_Job_. Retype the part of the patch reply below between "Re: [PATCH 2/3]" and "the new mmu_notifier_invalidate_range()", inclusive.

— START Text section —

Re: [PATCH 2/3] mmu_notifier: Call mmu_notifier_invalidate_range() from VMM
From: Oded Gabbay
Date: Sat Aug 16 2014 - 08:56:27 EST
On 29/07/14 19:18, Joerg Roedel wrote:
> From: Joerg Roedel <jroedel@xxxxxxx>
>
> Add calls to the new mmu_notifier_invalidate_range()
> function to all places if the VMM that need it.
>
> Signed-off-by: Joerg Roedel <jroedel@xxxxxxx>
> ---
> include/linux/mmu_notifier.h | 28 ++++++++++++++++++++++++++++
> kernel/events/uprobes.c | 2 +-
> mm/fremap.c | 2 +-
> mm/huge_memory.c | 9 +++++----
> mm/hugetlb.c | 7 ++++++-
> mm/ksm.c | 4 ++--
> mm/memory.c | 3 ++-
> mm/migrate.c | 3 ++-
> mm/rmap.c | 2 +-
> 9 files changed, 48 insertions(+), 12 deletions(-)
>
> diff --git a/include/linux/mmu_notifier.h b/include/linux/mmu_notifier.h
> index 1bac99c..f760e95 100644
> --- a/include/linux/mmu_notifier.h
> +++ b/include/linux/mmu_notifier.h
> @@ -273,6 +273,32 @@ static inline void mmu_notifier_mm_destroy(struct mm_struct *mm)
> __young; \
> })

— END Text section —
— START Listed entries —

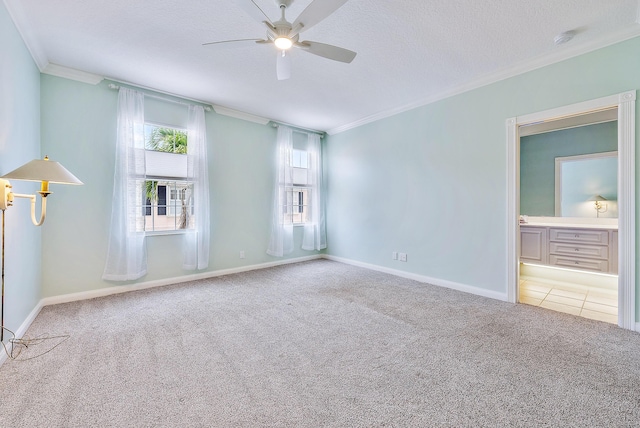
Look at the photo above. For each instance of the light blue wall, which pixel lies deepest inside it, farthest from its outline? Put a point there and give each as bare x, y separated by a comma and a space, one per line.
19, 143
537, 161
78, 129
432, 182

— END Listed entries —
— START Listed entries —

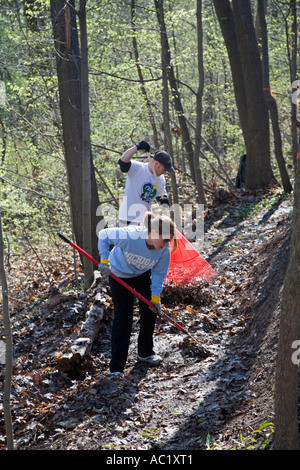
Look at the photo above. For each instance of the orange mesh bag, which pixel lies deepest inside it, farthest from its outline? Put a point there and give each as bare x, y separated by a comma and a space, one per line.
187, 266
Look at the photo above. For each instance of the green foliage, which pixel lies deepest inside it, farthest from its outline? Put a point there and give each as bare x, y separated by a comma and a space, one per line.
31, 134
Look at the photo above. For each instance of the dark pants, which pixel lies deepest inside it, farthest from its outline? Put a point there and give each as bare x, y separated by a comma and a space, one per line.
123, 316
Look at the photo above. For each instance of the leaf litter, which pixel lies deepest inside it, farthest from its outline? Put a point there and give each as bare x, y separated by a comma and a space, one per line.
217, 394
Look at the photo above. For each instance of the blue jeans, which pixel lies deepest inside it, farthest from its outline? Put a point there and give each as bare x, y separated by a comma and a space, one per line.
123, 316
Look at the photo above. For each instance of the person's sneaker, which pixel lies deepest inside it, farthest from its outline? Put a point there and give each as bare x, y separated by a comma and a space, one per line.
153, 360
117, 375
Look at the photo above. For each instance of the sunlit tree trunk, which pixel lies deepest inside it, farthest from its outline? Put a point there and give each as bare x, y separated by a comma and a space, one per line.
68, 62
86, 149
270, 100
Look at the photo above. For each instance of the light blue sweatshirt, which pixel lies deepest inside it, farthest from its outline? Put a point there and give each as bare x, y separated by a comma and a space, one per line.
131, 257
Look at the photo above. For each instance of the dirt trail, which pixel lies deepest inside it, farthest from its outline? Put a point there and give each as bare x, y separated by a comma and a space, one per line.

— END Listed entries —

_Task response_.
Re: [PATCH 2/3] mmu_notifier: Call mmu_notifier_invalidate_range() from VMM
From: Oded Gabbay
Date: Sat Aug 16 2014 - 08:56:27 EST
On 29/07/14 19:18, Joerg Roedel wrote:
> From: Joerg Roedel <jroedel@xxxxxxx>
>
> Add calls to the new mmu_notifier_invalidate_range()